Try it
Look below for the line that has "In the photo above, where can the blue". Set down the lines from there through the line that has "In the photo above, where can the patterned", exactly as written.

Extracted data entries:
<<<<
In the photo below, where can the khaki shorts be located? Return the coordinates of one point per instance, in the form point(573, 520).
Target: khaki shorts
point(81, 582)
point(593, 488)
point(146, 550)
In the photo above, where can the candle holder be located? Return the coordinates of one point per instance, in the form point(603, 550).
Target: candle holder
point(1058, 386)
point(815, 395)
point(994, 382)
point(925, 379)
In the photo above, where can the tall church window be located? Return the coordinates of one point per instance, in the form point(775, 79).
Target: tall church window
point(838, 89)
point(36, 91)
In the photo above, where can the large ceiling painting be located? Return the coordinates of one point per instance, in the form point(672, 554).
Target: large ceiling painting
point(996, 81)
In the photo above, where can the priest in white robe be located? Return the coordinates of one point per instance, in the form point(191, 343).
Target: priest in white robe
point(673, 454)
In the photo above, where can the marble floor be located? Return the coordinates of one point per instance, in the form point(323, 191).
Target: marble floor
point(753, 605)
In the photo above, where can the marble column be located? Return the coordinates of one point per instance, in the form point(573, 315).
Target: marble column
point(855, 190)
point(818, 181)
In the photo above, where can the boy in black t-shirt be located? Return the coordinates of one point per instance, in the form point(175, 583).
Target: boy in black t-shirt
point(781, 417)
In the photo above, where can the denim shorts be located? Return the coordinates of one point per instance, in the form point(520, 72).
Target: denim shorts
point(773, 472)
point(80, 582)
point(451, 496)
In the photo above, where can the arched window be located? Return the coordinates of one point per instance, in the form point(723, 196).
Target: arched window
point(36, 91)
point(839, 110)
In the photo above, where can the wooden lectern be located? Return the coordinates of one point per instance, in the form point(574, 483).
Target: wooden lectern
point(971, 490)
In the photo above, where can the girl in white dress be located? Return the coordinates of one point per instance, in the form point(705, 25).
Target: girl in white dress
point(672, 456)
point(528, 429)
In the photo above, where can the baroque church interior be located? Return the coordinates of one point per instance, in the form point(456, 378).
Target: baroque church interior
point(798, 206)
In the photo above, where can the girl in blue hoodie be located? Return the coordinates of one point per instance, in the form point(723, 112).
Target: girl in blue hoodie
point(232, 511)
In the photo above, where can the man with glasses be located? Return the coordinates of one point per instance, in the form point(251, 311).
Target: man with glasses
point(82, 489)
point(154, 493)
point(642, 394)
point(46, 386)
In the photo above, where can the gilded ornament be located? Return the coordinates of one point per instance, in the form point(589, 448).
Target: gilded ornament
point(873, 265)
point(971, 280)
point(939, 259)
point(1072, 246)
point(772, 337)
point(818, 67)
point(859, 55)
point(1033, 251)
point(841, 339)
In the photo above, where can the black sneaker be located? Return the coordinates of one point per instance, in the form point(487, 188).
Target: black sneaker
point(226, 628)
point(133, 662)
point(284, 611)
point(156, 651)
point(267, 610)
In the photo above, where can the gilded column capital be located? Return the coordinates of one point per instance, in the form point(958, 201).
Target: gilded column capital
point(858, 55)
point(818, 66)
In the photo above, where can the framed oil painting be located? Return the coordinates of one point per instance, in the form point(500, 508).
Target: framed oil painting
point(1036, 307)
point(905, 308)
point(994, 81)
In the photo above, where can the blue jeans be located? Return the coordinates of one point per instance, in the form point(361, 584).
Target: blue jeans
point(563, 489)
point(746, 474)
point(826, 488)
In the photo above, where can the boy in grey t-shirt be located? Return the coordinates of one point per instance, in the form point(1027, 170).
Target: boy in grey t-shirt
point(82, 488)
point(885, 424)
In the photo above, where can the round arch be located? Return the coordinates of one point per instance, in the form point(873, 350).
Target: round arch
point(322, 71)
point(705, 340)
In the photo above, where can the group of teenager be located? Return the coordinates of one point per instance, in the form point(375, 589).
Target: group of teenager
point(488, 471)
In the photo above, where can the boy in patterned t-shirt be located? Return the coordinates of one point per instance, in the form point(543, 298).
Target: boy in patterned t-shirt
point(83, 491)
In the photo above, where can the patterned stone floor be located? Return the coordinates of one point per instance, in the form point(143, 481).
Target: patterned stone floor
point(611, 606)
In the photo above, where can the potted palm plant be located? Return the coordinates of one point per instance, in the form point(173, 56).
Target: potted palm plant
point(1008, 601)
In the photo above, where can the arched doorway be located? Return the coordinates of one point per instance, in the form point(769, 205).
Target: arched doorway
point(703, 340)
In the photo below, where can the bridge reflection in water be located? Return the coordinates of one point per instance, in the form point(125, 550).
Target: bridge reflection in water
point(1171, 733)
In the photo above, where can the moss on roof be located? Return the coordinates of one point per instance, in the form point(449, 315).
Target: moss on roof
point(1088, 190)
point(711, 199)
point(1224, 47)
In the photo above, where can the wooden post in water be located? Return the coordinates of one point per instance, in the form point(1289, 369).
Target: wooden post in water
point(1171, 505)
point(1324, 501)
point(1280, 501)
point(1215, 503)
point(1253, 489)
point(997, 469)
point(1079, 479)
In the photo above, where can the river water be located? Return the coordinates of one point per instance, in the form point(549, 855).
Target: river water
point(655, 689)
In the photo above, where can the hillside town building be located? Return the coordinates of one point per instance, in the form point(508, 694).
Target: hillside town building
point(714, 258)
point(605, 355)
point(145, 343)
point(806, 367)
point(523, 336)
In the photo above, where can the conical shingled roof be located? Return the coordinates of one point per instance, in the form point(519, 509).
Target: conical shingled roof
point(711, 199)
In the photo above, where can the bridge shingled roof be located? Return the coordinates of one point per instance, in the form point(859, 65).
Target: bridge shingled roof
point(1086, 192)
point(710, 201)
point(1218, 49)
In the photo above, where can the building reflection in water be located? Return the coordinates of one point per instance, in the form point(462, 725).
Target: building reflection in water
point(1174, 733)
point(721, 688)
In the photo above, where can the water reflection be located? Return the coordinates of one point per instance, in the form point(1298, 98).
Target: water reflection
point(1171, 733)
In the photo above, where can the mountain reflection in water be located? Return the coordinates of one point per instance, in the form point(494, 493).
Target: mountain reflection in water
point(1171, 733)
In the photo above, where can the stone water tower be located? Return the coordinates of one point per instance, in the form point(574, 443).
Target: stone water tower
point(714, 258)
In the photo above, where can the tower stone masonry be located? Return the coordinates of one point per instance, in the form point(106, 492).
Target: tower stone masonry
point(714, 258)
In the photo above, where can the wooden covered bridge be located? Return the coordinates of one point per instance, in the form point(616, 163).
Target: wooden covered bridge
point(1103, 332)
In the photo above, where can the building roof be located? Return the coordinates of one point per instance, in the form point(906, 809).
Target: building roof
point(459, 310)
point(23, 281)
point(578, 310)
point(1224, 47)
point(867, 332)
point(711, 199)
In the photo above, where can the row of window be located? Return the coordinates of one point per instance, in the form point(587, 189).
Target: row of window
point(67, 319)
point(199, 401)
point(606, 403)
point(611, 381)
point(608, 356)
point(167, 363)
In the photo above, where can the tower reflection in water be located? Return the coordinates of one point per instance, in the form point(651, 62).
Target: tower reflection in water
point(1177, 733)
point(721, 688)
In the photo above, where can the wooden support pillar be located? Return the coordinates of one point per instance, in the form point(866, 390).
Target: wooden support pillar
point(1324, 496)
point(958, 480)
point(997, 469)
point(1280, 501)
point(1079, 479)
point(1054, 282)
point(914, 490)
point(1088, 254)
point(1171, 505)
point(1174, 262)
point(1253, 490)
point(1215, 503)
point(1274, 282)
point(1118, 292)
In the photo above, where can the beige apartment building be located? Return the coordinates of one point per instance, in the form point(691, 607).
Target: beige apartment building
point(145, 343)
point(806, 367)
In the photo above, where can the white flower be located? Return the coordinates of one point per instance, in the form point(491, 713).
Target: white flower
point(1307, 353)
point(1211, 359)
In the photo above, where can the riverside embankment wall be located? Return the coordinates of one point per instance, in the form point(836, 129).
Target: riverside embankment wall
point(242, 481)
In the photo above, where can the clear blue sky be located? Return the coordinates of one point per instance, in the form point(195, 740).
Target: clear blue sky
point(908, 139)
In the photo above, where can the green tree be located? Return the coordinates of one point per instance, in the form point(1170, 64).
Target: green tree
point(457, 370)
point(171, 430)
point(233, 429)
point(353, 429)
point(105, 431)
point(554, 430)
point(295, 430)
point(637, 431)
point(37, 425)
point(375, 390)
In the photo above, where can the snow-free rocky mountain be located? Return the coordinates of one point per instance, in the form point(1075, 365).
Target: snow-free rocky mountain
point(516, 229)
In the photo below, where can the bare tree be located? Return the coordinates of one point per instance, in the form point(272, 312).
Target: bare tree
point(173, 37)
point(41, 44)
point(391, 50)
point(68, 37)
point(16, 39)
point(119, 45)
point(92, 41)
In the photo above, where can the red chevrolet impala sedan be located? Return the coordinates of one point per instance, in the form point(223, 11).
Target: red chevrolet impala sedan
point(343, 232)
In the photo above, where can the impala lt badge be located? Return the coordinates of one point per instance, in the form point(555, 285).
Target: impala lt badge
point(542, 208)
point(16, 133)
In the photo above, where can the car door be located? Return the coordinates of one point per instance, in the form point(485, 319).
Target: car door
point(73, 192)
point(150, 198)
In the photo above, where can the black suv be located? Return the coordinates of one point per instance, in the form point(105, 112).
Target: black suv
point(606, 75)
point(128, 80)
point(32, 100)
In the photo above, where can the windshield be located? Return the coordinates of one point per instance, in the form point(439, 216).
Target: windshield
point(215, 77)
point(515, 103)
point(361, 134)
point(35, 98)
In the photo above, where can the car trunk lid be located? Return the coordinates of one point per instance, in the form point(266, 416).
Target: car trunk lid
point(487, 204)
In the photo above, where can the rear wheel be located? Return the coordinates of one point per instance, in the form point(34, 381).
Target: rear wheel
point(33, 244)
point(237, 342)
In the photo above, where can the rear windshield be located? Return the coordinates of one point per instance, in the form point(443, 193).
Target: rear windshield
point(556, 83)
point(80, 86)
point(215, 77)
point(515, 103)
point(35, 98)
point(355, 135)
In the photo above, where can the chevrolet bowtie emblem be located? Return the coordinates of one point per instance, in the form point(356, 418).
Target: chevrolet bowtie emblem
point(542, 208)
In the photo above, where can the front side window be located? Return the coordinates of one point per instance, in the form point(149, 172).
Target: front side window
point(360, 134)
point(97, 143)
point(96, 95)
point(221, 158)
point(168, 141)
>>>>
Problem solution
In the photo above, where can the blue jeans be located? Return the coordinates of one point per instance, in the form point(361, 584).
Target: blue jeans
point(563, 489)
point(746, 474)
point(826, 488)
In the photo above, where can the boy in grey t-shirt be located? Return the coordinates of one point per instance, in the form point(1027, 170).
Target: boy in grey t-shirt
point(82, 488)
point(885, 424)
In the photo above, where can the round arch be located? Return the coordinates of one point per instance, in the form point(873, 350).
Target: round arch
point(322, 71)
point(705, 340)
In the photo above, where can the group of teenager be located? Return the coordinates of one point per instance, in the form point(375, 589).
Target: group of teenager
point(488, 471)
In the photo above, where can the boy in patterned t-shirt be located? Return the coordinates of one point per instance, in the form point(543, 298).
Target: boy in patterned t-shirt
point(83, 491)
In the photo above, where can the patterned stone floor be located? Return the coordinates of one point per instance, in the form point(143, 481).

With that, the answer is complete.